Quote exactly the lines running from the line with "Query: sea water" to the end of the entries, including both, and nothing else.

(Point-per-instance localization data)
<<<<

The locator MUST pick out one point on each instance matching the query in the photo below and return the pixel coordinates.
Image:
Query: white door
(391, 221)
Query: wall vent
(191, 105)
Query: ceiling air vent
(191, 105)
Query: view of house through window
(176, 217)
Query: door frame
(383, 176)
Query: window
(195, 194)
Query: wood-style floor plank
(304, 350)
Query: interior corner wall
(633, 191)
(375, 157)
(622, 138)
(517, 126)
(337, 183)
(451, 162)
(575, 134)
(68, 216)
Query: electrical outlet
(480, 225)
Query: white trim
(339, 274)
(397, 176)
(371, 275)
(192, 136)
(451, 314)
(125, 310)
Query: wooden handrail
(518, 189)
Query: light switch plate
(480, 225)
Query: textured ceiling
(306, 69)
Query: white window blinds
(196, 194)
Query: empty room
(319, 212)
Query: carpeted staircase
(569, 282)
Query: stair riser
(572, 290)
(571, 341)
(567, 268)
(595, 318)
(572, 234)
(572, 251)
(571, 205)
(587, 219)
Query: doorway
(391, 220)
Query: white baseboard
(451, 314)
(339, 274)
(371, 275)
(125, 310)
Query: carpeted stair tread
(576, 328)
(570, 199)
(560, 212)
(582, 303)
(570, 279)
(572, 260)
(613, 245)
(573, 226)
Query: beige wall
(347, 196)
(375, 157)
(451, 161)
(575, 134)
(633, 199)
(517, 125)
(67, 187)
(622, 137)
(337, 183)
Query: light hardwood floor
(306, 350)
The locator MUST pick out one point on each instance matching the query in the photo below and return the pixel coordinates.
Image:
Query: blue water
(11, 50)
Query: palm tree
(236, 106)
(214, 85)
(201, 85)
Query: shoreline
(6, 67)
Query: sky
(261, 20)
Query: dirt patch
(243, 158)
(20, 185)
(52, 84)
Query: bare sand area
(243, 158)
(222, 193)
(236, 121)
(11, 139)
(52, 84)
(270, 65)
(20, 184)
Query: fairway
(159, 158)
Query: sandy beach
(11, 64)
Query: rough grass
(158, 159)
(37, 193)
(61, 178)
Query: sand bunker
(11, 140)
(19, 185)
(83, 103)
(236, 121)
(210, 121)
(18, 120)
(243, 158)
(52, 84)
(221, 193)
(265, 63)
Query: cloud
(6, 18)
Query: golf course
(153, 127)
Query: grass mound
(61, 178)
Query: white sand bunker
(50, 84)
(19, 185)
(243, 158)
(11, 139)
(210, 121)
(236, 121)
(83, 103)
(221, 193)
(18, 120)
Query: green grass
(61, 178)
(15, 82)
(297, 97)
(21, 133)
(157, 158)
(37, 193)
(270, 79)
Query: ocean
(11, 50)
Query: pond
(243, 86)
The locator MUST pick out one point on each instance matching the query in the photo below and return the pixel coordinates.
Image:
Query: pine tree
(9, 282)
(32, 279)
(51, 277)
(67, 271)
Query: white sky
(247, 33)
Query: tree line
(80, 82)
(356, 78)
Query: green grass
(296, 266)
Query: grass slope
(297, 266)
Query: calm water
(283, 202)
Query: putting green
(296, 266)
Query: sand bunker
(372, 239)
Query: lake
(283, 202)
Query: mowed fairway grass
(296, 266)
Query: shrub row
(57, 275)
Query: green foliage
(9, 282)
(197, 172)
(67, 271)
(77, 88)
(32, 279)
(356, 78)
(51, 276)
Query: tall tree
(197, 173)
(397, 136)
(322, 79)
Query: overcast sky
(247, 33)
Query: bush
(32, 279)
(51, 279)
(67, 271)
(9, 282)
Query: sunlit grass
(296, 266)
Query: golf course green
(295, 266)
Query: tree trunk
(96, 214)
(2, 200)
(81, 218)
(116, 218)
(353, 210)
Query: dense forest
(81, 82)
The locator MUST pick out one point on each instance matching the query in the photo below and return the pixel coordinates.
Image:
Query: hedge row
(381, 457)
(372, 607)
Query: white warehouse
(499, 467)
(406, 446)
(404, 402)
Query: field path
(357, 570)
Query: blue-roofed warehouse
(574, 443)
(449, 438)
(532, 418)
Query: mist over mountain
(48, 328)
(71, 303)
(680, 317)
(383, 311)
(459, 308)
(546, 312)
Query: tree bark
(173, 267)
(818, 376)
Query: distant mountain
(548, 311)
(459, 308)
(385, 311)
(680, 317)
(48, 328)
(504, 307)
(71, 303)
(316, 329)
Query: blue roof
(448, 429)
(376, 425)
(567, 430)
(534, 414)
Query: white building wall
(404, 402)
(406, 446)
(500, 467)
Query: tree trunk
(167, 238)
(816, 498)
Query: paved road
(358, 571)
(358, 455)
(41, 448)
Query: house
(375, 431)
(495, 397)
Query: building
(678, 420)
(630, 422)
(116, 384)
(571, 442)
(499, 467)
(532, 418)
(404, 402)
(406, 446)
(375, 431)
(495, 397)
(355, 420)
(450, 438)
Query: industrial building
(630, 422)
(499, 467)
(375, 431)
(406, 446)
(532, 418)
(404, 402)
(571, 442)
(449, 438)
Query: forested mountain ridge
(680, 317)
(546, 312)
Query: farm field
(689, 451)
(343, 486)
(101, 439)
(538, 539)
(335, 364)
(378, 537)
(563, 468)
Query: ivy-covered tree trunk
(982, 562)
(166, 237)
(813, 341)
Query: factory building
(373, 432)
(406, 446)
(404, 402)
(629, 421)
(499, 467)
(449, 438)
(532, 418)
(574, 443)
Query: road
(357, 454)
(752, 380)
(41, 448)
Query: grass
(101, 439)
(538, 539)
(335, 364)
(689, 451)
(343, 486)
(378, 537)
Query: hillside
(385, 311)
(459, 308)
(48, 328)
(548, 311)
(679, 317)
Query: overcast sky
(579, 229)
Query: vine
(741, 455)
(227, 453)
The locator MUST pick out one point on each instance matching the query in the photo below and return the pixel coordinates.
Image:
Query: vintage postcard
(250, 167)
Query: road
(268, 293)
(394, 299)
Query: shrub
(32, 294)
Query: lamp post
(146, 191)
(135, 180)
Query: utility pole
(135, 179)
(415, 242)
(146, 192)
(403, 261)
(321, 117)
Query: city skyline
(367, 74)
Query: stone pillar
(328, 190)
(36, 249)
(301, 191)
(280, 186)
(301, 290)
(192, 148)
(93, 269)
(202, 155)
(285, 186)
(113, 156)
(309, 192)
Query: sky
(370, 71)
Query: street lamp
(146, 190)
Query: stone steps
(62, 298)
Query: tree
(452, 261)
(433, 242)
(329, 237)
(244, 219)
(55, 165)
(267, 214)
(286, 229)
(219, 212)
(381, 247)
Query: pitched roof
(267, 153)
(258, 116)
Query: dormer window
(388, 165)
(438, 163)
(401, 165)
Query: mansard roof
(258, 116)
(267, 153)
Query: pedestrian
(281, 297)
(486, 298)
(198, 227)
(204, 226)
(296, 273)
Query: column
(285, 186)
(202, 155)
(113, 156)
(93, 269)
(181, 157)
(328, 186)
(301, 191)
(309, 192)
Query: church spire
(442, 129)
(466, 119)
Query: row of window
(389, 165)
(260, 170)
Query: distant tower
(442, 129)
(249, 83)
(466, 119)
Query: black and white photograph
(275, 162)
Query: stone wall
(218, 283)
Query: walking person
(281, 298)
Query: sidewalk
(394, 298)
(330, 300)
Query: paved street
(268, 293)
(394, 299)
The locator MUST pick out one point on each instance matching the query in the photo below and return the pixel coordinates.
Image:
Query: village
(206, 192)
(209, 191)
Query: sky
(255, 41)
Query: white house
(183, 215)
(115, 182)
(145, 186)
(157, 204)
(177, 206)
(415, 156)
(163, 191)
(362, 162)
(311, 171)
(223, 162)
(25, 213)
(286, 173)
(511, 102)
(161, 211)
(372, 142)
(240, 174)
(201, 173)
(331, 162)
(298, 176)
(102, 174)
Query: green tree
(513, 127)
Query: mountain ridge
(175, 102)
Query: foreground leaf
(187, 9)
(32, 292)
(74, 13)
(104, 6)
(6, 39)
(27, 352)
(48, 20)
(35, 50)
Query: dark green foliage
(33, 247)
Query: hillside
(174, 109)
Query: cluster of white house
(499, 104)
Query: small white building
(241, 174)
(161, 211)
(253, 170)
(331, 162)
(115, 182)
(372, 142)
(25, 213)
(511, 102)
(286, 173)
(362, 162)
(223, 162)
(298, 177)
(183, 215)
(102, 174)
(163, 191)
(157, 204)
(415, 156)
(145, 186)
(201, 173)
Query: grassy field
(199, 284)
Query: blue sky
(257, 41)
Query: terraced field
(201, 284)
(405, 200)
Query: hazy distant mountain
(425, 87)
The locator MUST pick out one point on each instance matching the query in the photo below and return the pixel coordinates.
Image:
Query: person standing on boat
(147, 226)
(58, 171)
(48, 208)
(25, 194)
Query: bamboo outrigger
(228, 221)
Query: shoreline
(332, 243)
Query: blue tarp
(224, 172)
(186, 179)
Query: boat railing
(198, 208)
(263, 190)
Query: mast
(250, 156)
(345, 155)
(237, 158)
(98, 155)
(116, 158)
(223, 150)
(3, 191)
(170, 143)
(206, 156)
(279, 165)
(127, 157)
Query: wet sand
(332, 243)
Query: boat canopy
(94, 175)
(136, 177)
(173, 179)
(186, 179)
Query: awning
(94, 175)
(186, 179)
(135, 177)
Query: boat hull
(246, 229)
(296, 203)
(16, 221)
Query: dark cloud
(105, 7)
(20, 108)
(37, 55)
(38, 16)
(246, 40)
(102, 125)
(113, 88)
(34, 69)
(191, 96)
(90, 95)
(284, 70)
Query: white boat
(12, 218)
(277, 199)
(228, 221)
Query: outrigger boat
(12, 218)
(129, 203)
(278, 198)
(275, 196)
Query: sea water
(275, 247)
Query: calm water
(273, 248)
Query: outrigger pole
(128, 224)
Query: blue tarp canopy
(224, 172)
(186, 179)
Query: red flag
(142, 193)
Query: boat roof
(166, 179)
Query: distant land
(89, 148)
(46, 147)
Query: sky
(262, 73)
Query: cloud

>>>>

■ **EXERCISE RESPONSE**:
Query: sea water
(275, 247)
Query: calm water
(273, 248)
Query: outrigger pole
(128, 224)
Query: blue tarp canopy
(224, 172)
(186, 179)
Query: red flag
(142, 193)
Query: boat roof
(166, 179)
Query: distant land
(89, 148)
(46, 147)
Query: sky
(262, 73)
Query: cloud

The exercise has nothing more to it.